START Data to examine
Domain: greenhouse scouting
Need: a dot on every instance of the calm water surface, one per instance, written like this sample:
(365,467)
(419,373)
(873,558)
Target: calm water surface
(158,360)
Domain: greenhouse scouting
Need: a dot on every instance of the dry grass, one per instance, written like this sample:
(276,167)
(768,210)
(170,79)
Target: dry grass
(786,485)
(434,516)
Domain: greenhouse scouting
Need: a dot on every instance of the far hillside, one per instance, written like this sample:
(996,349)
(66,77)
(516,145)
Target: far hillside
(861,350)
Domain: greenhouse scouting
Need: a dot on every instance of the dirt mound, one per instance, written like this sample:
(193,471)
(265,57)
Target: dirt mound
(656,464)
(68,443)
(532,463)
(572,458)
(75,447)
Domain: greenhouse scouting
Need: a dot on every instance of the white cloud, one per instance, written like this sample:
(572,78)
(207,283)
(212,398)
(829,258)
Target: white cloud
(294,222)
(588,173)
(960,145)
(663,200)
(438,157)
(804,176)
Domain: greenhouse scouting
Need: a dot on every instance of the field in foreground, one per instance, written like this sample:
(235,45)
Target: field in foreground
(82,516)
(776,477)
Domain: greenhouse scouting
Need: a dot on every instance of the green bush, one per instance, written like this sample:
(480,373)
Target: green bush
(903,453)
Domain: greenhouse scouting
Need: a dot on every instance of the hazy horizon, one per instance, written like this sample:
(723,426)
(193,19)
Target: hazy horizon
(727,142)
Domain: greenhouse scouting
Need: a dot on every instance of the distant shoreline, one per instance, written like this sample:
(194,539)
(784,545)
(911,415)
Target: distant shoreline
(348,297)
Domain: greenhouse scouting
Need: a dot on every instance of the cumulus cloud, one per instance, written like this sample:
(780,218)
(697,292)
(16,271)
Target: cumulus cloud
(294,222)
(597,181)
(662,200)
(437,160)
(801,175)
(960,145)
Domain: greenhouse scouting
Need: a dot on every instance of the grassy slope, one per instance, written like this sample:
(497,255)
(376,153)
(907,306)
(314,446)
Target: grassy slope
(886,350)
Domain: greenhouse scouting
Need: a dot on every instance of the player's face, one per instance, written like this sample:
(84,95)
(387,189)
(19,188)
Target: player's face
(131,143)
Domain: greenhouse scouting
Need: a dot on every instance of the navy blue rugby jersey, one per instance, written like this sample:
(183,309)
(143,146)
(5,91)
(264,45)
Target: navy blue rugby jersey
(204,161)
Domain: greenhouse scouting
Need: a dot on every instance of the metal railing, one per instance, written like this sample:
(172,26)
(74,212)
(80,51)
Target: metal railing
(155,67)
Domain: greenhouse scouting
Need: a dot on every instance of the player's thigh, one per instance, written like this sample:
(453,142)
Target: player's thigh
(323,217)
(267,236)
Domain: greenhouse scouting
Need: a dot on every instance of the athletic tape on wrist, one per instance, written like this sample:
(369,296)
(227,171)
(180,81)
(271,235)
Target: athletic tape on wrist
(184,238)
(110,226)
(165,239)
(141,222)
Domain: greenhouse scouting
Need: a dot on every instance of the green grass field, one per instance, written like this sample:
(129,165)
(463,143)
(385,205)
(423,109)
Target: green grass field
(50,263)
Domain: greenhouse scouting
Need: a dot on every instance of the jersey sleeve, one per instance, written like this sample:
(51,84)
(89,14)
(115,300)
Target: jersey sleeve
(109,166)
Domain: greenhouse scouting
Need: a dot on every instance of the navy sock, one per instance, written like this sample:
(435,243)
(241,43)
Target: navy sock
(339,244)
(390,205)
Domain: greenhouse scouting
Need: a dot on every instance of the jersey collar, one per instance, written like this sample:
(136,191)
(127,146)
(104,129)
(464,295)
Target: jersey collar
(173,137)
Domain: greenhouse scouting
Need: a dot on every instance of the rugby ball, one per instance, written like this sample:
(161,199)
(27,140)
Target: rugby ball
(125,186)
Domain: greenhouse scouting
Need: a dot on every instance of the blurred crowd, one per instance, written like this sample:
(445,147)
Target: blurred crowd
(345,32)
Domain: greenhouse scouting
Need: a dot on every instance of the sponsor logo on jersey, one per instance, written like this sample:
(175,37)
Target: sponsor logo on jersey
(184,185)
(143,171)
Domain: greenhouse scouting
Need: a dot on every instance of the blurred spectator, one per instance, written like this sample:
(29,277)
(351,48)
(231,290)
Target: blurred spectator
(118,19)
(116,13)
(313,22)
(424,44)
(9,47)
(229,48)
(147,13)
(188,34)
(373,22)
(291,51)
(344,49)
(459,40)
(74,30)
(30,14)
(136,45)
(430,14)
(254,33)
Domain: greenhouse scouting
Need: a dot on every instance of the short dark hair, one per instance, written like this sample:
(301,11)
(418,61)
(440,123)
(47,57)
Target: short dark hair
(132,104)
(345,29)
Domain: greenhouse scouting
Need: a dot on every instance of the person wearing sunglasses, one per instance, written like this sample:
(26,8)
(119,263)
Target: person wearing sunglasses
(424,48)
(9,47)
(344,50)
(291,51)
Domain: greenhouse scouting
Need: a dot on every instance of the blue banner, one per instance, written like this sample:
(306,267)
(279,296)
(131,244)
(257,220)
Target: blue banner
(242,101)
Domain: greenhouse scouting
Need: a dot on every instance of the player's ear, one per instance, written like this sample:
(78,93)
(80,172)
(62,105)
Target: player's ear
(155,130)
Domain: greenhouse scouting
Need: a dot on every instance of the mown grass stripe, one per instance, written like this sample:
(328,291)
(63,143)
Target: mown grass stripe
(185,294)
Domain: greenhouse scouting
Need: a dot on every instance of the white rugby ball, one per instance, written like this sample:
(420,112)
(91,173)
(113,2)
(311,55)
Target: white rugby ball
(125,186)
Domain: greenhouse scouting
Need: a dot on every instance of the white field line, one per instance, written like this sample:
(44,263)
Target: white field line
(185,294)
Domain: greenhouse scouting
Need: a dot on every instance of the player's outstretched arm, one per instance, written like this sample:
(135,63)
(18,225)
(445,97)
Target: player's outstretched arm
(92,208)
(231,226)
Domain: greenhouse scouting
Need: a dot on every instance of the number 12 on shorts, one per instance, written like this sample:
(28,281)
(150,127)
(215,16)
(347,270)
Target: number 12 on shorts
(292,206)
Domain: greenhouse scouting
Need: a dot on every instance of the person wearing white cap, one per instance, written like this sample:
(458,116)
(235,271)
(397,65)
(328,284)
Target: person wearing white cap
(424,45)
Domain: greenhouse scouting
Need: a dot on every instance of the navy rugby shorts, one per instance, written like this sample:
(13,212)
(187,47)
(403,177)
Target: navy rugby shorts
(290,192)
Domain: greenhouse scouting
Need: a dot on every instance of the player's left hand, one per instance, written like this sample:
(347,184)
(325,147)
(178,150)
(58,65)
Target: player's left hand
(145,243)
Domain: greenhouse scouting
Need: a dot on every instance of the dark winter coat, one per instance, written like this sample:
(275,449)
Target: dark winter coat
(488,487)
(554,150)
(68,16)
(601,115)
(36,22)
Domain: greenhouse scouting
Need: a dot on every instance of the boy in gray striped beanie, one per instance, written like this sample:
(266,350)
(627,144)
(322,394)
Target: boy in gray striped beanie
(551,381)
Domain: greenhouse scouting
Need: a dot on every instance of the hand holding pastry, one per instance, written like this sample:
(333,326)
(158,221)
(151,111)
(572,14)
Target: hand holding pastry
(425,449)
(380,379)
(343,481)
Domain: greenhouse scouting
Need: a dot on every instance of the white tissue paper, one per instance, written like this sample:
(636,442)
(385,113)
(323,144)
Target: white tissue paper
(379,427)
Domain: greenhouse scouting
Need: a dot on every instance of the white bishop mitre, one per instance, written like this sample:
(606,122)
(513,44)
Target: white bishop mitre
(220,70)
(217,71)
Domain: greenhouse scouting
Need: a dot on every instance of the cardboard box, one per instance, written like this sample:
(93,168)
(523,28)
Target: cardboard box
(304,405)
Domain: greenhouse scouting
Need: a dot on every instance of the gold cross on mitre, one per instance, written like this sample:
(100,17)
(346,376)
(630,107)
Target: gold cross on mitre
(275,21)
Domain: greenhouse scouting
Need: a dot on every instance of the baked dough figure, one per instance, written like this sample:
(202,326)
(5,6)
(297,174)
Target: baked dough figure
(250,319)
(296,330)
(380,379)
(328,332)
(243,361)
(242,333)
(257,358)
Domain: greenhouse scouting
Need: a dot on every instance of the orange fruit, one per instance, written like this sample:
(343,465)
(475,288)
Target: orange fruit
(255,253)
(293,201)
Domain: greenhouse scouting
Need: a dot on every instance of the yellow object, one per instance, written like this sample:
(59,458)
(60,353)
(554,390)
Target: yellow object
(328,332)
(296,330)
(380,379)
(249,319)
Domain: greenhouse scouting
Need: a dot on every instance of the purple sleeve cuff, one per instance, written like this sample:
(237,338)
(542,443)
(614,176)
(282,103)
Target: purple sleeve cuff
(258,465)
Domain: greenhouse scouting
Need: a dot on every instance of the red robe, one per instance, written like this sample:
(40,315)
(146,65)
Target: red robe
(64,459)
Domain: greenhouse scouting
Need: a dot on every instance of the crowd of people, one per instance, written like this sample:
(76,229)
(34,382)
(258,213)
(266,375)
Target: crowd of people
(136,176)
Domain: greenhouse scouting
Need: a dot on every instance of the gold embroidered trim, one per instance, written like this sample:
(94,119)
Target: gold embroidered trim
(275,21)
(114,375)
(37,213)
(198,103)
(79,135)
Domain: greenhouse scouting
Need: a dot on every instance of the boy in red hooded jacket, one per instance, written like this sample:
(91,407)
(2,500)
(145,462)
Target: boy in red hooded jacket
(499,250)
END Data to examine
Activity:
Output only the lines from the one that contains "Target: purple sleeve cuff" through the last line of the data above, each restated exactly.

Answer to this exercise:
Target: purple sleeve cuff
(258,465)
Domain: greenhouse scouting
Need: a dot on every instance of the red robe, one per instance, written like this sample:
(40,315)
(146,65)
Target: red robe
(64,459)
Domain: greenhouse scouting
Need: a dot on every instance of the crowd of people, one per instance, written like this sample:
(76,229)
(34,382)
(258,213)
(266,375)
Target: crowd of people
(136,176)
Domain: greenhouse scouting
Need: a dot on every instance of the gold embroidered trim, one per instance, written like this sample:
(94,119)
Target: gold embroidered trim
(275,21)
(114,375)
(37,213)
(198,103)
(79,135)
Domain: greenhouse scouting
Need: a dot on every instance of the boy in red hooded jacket, one per instance, written like this sample:
(91,407)
(2,500)
(145,462)
Target: boy in red hooded jacket
(499,250)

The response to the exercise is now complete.